**Your goal**
Using the data that follows, say how many lines contain the word "negative", giving the number by itself.

Start of Data listing

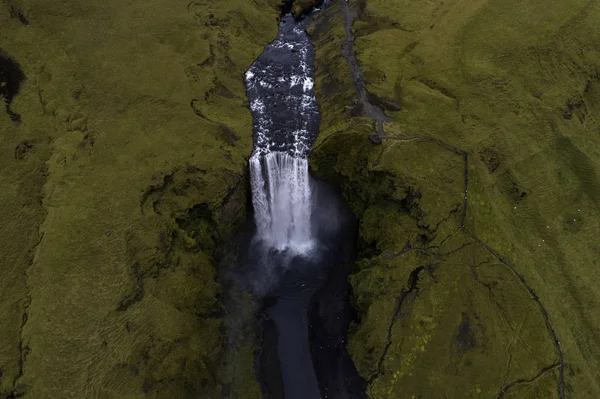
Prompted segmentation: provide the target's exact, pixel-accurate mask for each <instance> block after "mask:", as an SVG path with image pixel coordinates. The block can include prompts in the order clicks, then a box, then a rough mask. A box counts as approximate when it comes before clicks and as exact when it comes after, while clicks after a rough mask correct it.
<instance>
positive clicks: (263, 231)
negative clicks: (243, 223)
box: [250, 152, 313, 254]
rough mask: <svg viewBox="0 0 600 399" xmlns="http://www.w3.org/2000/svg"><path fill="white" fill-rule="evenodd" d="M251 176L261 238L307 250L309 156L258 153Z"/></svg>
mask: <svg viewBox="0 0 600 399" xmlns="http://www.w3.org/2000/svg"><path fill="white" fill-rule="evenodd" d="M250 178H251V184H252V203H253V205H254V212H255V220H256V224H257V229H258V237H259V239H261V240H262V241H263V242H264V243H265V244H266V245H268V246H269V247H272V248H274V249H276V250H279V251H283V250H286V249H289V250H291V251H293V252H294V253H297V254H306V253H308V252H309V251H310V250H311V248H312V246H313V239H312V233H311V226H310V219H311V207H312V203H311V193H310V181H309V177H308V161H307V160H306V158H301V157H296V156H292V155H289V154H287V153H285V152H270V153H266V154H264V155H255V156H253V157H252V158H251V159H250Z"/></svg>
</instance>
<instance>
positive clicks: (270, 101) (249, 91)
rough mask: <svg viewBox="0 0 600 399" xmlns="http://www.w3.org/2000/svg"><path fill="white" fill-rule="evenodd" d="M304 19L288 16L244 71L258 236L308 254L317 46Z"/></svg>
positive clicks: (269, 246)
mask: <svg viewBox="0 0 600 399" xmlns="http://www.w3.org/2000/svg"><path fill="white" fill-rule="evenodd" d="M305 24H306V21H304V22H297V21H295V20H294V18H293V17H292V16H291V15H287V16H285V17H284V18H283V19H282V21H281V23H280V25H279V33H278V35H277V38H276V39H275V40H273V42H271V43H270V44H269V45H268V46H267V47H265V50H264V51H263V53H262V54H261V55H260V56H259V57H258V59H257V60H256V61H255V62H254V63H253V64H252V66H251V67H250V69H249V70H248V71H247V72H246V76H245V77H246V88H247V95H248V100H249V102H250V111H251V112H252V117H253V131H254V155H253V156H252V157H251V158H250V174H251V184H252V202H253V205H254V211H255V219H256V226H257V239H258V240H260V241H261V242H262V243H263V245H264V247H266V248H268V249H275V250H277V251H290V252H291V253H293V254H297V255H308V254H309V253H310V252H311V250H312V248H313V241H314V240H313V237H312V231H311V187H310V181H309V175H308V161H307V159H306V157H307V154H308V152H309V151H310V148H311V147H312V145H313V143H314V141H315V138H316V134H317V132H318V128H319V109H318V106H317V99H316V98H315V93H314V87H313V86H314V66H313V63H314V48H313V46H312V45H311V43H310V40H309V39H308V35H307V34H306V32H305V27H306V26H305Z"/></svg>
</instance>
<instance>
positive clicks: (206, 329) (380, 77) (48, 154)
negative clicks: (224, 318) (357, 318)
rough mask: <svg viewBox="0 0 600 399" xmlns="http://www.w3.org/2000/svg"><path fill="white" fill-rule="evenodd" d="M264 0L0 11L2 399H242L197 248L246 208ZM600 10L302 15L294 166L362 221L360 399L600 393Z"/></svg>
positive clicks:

End of Data listing

**Solution to this task**
2